▶ _Page text_

For the empty Control panel let's see if we can do something. IF possible, see if you can download an install Windows Script 5.6. I take it you are running Win ME?

Here's the link:

http://msdn.microsoft.com/library/default.asp?url=/downloads/list/webdev.asp

For the HP Recovery Disk problem, I have a question. Have you ever used the Recoivery disks before? Or is this the first time?
HP Flashes the BIOS as a way to ID the system. The REcovery disks read this Tatoo. IF it isn't there, the recovery stops with that error. Have you made any Hardware Changes since you bought the computer?


----------



## rivincarn (Feb 19, 2003)

Hi glynda
Try this copy and past this to your start\run box
c:\windows\command\scanreg /restore
Hope this helps


----------



## Mosaic1 (Aug 17, 2001)

It is not scanreg/restore 

It is scanreg /restore

There's a space after the scanreg. But let's not do that yet. IF you have been doing System Restores etc, restoring a previous registry has been done. Restoring yesterday's registry might be a mistake at this point. 

I'll wait a few minutes to see if you were able to get the Scripting. That might get your control panel back. It's a common problem in Windows Me.


----------



## Glynda333 (Apr 15, 2000)

GOD BLESS YOU MOSAIC!!!!! I can see pages again. Not only did the control panel come up but so did the restore and help page. WOW!!! Now do you think it would be o.k. to reinstall the live updates on norton? I reinstalled norton but not the updates.


----------



## Mosaic1 (Aug 17, 2001)

Glynda,

I'm glad to hear that. Yes. Those are all related. It can be a jscript.dll misisng or corrupted or a registry problem. The install corrected it for you. 
For the Norton, make a restore point first. Then try the updates. I am about to sign off, but you may have a very serious problem in the future if your Recovery disk is not available. Have you ever used the disks? 

Mo


----------



## Glynda333 (Apr 15, 2000)

No I've never used them. I think HP support said the reason they wouldnt work is because of window updates. There was a long list of how to start the disks but I didnt finish that because they wouldnt let me pick what I wanted to DL. Does other people have problems with Norton?


----------



## Mosaic1 (Aug 17, 2001)

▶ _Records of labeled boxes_
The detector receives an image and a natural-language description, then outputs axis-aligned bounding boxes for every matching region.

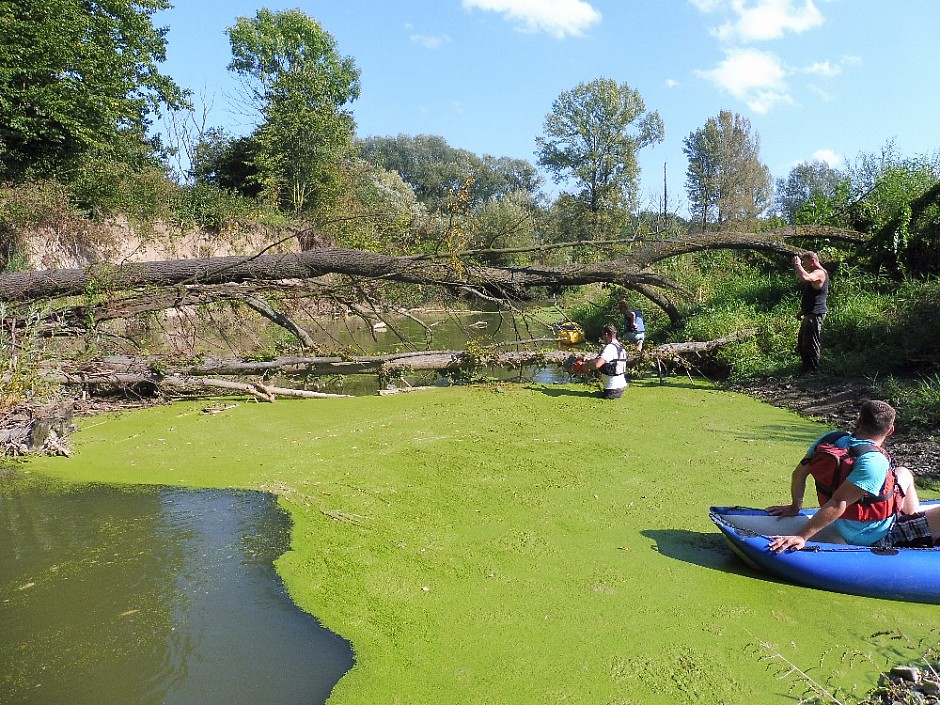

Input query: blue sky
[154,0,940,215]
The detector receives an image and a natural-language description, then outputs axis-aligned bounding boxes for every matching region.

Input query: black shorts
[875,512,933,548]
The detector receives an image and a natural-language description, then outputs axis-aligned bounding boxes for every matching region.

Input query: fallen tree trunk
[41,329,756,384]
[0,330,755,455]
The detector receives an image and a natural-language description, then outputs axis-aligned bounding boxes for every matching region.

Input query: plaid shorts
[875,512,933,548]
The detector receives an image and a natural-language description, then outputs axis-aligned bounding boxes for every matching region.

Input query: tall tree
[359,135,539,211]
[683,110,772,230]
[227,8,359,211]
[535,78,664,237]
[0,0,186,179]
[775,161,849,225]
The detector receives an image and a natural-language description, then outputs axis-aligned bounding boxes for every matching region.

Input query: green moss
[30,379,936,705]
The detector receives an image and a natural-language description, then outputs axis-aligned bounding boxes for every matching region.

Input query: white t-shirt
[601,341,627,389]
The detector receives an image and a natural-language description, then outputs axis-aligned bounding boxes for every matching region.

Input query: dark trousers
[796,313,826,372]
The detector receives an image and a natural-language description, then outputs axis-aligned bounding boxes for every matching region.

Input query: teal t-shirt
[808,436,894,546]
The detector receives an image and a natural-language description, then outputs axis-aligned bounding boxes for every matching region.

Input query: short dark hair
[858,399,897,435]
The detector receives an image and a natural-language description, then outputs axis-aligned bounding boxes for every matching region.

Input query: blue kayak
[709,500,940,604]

==

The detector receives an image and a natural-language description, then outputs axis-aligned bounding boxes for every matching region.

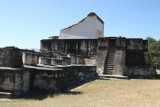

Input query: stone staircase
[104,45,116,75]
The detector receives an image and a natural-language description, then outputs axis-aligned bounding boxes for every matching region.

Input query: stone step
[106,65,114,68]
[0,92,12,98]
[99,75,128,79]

...

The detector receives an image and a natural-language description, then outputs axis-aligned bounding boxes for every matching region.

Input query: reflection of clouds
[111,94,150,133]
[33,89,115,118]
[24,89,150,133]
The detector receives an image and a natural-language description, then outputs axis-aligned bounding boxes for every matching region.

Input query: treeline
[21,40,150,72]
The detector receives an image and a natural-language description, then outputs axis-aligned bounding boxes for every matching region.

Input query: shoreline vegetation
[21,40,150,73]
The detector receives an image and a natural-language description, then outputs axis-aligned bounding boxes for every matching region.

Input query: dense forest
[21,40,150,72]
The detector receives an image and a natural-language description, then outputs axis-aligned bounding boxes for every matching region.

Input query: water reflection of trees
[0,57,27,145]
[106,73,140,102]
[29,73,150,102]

▶ _Directives_
(a) Count how many lines of the records contain the string "stone". Reply with the number only.
(b) Carry on the Windows Me troubleshooting thread from the point where it stops.

▶ _Answers given_
(a) 2

(b)
The HP recovery disk is probably not the right one. It's been known to happen. Windows Updates have nothing to do with that error message. I have an HP and the Disks should run. You need a new set. And you need to be sure it is the correct set for your system. It is either a problem with the Recovery disk or the Tatoo on your Motherboard is missing. Either way, it's HP's mistake and they should correct it. Don't let it slide. The numbers have to match or the error you got comes up and the Recovery doesn't proceed. That Tech is wrong. 

Norton has been known to cause people problems. You should be sure you have the correct version of Norton for your Operating system. And you have an HP so it's a good bet it came with Mcafee. If you havent uninstalled that, you should.


----------



## Glynda333 (Apr 15, 2000)

I did uninstall Mcafee. How do I get the right start up disks? They came with the puter when I bought it. Sorry to keep you up. Its 3:15 a.m. here and I'm tired too. Thank you again so much for fixing my problem!


----------



## rivincarn (Feb 19, 2003)

Try to look through your restore disk under windows and look for a folder related to bootdisk.


----------



## Mosaic1 (Aug 17, 2001)

You're welcome. I hope it continues to function. Looks like we're in the same time zone. 

If the recovery CD's are not working, you'll have to get in touch with HP. Be sure to let them know about the message you get. That you have never used them before and that you have been told it is a Tatoo problem and you either need new Disks or your Motherboard is not Tatooed. Don't let them give you a line of nonsense like that Tech. No Software install is going to result in that message.





Mo


----------



## Glynda333 (Apr 15, 2000)

O.k. Mosaic I'll be sure and tell them and thanks again. And Rivincan told me to look for boot folder, I did but it wasnt there.


----------



## telecom69 (Oct 12, 2001)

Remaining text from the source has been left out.